→ **What to do**
Write down exactly the lines of the listing below, beginning with the one containing "Review the image above. You are expected to detect diagonal" and closing with the final line.

= = = =

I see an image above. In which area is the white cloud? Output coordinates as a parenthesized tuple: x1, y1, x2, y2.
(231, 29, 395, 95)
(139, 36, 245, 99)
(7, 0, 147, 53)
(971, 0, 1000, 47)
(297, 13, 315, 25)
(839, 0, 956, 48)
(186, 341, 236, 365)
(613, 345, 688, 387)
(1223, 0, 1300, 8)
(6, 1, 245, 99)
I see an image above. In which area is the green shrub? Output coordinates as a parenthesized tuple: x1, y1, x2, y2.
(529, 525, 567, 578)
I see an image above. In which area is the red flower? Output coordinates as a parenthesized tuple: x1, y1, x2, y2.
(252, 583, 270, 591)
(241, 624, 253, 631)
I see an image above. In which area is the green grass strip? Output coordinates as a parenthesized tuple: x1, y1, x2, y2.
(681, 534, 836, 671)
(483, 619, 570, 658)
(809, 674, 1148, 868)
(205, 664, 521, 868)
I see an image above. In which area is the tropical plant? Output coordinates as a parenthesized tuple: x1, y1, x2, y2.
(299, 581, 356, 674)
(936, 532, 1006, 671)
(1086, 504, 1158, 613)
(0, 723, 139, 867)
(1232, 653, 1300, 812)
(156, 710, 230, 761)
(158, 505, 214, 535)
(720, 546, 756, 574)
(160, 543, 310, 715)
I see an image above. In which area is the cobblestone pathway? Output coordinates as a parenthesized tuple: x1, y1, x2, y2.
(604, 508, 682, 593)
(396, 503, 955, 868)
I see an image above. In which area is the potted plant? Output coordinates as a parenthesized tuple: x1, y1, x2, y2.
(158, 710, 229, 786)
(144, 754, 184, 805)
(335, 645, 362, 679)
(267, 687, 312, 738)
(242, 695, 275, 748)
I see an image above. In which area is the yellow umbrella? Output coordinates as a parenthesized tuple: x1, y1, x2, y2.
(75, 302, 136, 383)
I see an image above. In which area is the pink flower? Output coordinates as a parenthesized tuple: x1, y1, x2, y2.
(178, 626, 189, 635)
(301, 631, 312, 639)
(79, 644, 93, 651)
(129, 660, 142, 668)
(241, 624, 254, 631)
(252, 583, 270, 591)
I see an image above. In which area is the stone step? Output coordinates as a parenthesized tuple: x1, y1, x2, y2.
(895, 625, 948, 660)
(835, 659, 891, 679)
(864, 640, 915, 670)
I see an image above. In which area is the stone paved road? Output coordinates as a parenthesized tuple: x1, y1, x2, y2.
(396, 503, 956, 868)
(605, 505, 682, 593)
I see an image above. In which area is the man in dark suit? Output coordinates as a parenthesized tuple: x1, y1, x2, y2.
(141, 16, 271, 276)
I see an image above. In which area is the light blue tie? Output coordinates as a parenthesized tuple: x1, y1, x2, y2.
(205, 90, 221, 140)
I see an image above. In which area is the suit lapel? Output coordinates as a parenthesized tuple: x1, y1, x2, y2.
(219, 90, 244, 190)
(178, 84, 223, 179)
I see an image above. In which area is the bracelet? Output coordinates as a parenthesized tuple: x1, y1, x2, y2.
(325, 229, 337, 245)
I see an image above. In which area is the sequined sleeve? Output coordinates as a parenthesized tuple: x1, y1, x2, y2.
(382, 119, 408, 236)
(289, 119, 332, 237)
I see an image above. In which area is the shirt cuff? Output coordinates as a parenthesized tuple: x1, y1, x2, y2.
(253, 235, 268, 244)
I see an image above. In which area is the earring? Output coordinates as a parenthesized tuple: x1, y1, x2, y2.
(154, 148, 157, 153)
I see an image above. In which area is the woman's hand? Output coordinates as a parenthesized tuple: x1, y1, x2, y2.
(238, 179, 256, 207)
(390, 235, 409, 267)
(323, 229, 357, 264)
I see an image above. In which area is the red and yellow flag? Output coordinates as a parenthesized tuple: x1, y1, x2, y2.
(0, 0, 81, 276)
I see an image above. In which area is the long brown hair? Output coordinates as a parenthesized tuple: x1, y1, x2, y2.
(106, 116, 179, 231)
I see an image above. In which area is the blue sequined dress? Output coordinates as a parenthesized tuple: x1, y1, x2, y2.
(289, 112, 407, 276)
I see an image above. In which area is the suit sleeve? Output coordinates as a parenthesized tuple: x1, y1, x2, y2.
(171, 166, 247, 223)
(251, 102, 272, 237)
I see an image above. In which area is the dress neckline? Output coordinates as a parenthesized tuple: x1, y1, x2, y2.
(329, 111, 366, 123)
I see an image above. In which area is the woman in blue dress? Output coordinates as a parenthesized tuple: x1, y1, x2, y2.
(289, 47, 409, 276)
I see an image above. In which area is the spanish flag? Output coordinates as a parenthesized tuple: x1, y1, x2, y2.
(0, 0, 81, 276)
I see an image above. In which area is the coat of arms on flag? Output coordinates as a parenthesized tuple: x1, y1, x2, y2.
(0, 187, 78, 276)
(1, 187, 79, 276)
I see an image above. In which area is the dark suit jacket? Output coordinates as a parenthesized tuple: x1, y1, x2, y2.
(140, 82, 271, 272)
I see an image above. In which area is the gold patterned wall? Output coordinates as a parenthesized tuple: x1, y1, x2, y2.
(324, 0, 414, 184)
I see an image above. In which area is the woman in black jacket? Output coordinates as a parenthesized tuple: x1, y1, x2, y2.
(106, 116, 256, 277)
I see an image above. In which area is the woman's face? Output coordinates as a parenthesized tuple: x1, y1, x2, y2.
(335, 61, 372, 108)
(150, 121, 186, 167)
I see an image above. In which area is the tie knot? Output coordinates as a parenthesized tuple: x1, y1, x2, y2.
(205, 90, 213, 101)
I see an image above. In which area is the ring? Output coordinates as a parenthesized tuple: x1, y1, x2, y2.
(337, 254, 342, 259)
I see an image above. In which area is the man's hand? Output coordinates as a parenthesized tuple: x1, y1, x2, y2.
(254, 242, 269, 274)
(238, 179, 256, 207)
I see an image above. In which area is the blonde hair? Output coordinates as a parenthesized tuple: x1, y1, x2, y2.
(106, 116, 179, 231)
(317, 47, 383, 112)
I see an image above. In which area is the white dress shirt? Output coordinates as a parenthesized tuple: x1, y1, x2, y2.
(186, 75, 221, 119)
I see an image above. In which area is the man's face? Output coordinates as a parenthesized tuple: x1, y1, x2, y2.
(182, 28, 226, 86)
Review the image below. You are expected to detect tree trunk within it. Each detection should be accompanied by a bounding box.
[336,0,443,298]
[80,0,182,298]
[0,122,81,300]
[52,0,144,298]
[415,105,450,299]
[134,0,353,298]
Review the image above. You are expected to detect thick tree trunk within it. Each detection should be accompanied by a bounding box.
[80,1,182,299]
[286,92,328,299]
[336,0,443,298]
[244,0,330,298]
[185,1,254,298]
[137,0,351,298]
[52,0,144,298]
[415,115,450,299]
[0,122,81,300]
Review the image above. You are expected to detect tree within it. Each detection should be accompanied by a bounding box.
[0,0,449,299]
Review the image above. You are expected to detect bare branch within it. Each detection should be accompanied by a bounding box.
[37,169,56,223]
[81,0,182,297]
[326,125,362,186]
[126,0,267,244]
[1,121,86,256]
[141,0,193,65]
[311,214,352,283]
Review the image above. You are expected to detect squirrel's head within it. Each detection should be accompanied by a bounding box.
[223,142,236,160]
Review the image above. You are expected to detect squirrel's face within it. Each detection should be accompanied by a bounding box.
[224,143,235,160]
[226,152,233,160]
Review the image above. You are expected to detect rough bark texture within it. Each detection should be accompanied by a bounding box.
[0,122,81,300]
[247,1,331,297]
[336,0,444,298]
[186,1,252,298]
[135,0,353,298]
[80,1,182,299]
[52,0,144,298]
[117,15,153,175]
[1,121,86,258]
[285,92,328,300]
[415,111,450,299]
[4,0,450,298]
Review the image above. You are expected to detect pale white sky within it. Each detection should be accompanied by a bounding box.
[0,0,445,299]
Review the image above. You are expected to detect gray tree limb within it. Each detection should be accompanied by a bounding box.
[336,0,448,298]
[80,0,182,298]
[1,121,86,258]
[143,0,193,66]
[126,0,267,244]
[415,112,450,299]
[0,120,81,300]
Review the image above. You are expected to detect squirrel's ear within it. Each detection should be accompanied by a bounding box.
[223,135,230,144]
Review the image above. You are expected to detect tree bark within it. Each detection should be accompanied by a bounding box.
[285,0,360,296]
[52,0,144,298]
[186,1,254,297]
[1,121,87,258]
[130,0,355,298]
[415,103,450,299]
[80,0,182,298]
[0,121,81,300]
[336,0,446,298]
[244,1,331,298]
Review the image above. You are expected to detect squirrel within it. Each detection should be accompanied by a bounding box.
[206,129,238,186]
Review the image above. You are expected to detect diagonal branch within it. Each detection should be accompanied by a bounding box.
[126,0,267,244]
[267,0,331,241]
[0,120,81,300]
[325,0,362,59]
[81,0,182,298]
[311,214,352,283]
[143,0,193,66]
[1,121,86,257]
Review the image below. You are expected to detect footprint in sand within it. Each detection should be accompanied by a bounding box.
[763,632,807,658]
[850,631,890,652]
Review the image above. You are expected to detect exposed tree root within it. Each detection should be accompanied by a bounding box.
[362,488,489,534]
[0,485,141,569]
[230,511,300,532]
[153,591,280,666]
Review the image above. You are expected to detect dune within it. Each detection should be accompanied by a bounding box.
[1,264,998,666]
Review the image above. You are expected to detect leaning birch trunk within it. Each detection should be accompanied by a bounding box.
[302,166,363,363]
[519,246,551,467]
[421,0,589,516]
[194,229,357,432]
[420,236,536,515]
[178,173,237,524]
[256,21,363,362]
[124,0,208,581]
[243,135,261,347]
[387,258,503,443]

= = = =

→ **Output for this task**
Review the image above. You are expected to detect diagonal branch within it. Each detection should be accompanied by a bounding box.
[126,0,267,244]
[267,0,331,241]
[0,120,81,300]
[325,0,362,59]
[81,0,182,298]
[311,214,352,283]
[143,0,193,66]
[1,121,86,257]
Review the image below. You are expected to detect footprint in sand within it. Each detection should be accompanied by a bounding box.
[763,632,807,658]
[850,631,890,652]
Review the image above. You are expected to detect exposed tree root within it. Each detection should be accompanied by a bounding box.
[362,488,489,534]
[0,485,141,569]
[230,511,300,532]
[153,591,280,666]
Review the image above. You are expected to detect dune within it. Each detection should be accompanied by a bounding box.
[1,264,998,666]
Review the image above. You are expected to detect leaning birch trunk within it. Each detection should be accompanied by a bounding box.
[302,166,363,363]
[519,246,551,467]
[421,0,589,516]
[194,229,357,432]
[420,236,536,515]
[178,173,237,524]
[256,21,363,362]
[124,0,208,581]
[243,135,261,347]
[387,258,503,443]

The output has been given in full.